◆ **Excerpt to read**:
***

Mel Brooks' renowned spoof of the most famous Hitchcockian classics-"Vertigo," "The Birds," "Psycho" and "Spellbound"-is one of his most outrageous comedy classics. After a Harvard psychiatrist (Brooks) takes over the Psycho-Neurotic Institute for the Very, Very Nervous, he realizes his predecessor died under suspicious circumstances. When events take a murderous turn, he is accused of the crime and left with a full blown case of High Anxiety. Madeline Kahn, Harvey Korman and Cloris Leachman co-star in this hilarious parody.

Customer Reviews

This movie High Anxiety, was one of the funniest I have ever seen.
J. Scotchler
I know a lot of Hitchcock movies so I got a lot of the jokes that Mel Brooks is making about him, and since Mel Brooks is such a funny guy, his own stuff is great too.
"anonymous1234567"
This is a brilliant parody and true homage to the Master of Suspense, Alfred Hitchcock!

***

◆ **Required work**:
A: In the High Anxiety page, what institute does the Harvard psychiatrist take over?
B: From the High Anxiety page, write out the part that opens with the words containing "J. Scotchler" and closes with "is great too.".
C: Based on the High Anxiety page, answer yes or no to each statement and quote the words that decide it: (i) Madeline Kahn co-stars in the film. (ii) The psychiatrist played by Brooks comes from Yale. (iii) The psychiatrist's predecessor died under suspicious circumstances.

◆ **Source data**:
***

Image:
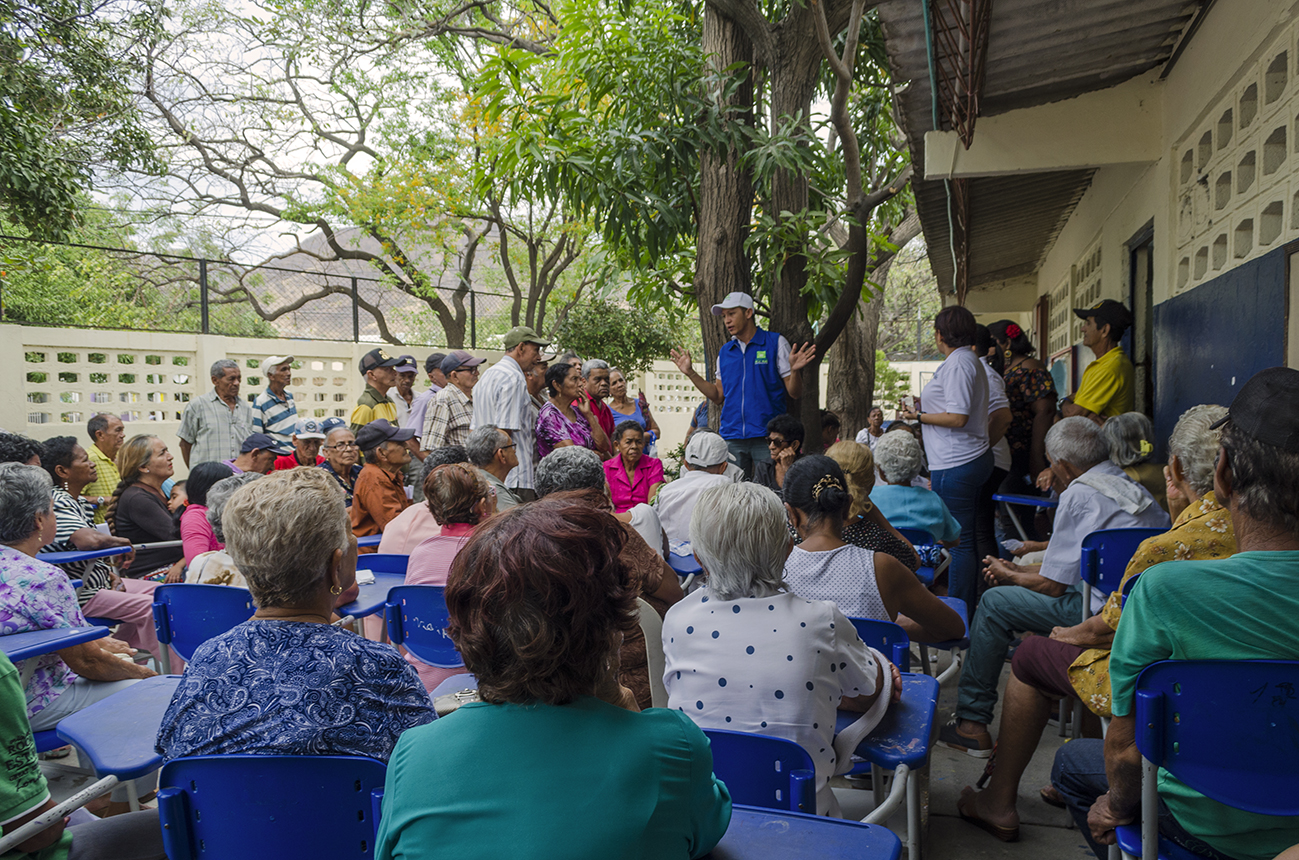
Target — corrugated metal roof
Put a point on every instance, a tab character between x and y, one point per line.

***

◆ **Expected outputs**:
A: The Psycho-Neurotic Institute for the Very, Very Nervous.

B:
J. Scotchler
I know a lot of Hitchcock movies so I got a lot of the jokes that Mel Brooks is making about him, and since Mel Brooks is such a funny guy, his own stuff is great too.

C:
(i) Yes: "Madeline Kahn, Harvey Korman and Cloris Leachman co-star in this hilarious parody."
(ii) No: "After a Harvard psychiatrist (Brooks) takes over the Psycho-Neurotic Institute for the Very, Very Nervous"
(iii) Yes: "he realizes his predecessor died under suspicious circumstances."